§ DESCRIPTION OF THE TASK: Pull every line from the material below and reproduce each one word for word.

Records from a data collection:
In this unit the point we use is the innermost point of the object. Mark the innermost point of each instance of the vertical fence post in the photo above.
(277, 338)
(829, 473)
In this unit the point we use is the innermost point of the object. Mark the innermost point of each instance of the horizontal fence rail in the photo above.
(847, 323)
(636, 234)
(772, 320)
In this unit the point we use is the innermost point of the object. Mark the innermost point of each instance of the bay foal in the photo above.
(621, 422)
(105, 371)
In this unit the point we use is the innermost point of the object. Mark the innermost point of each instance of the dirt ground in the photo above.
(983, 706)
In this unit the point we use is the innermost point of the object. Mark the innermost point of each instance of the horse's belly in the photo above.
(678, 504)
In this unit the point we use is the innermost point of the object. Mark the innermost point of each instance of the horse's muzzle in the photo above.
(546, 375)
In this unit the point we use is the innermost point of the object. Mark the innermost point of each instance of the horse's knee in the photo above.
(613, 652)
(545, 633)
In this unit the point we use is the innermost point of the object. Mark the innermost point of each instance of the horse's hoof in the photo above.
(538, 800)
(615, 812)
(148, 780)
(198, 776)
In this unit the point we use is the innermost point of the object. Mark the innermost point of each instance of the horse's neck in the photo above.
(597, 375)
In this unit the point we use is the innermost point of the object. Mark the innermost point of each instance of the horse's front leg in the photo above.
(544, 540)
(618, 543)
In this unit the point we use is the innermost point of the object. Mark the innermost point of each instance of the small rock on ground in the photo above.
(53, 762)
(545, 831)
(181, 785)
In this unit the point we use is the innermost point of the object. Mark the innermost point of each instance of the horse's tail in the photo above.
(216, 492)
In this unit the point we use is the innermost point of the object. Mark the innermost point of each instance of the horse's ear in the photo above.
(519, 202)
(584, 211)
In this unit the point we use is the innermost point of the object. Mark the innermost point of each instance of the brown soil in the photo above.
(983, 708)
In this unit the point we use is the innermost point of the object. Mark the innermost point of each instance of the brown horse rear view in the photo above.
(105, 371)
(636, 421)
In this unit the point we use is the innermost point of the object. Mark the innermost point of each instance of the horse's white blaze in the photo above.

§ EXERCISE RESULT:
In this unit the point we use is the innermost point of the object. Mark the innermost point of each instance of the vertical fence post in the photo above.
(277, 338)
(829, 473)
In this unit the point we use is the innermost point of the object. Mark the innermost point of each instance of the horizontal fence rail in the photo above.
(847, 323)
(636, 234)
(772, 320)
In this unit the point we use is the innermost point of the object. Mark the innermost point of each instance of the bay foal in the photo above.
(621, 422)
(105, 371)
In this unit the point we use is the innermost point of the object. Mark the innermost point of each instance of the dirt ground in the photo above.
(983, 706)
In this unit the point we use is the innermost point of the object. Mark the innermost point of each instance of the horse's belly in the photo above.
(678, 504)
In this unit the point we use is the innermost point of the object. Mark the innermost point of each instance of the horse's muzzle in the photo above.
(546, 375)
In this unit the point we use is the innermost point of the object. Mark the innermost point of each instance of the horse's knee in the photo above.
(613, 652)
(545, 633)
In this unit the point we use is the innermost point of the object. Mark the innermost point of each instance of the horse's hoof in the photo above.
(538, 800)
(615, 812)
(148, 780)
(198, 776)
In this unit the point we use is the innermost point of the object. Mark the innermost point of each instance of the horse's neck in the photo above.
(597, 375)
In this unit the point we use is the innermost point of the object. Mark the innermost point of each instance of the horse's front leg in the photo above.
(544, 540)
(618, 543)
In this unit the point we use is the innermost point of the object. Mark the innermost point of each instance of the small rock on ground in the photo above.
(53, 762)
(545, 831)
(181, 785)
In this unit the point we use is the innermost point of the object. Mark the innermost point of each instance of the horse's tail in the photo above.
(216, 492)
In this unit the point we use is the innermost point of the object. Mark the innermost point of each instance of the horse's ear in the photo above.
(519, 202)
(584, 211)
In this unit the point we use is the innermost point of the object. Mark the innermost point of each instance of the brown soil in the photo above.
(983, 708)
In this unit the point we use is the innermost point of the object. Mark the innermost point of each instance of the brown horse rear view in the photo above.
(105, 371)
(636, 421)
In this unit the point we use is the innermost point of the object. Mark the innermost point of each instance of the horse's white blaze in the photo above.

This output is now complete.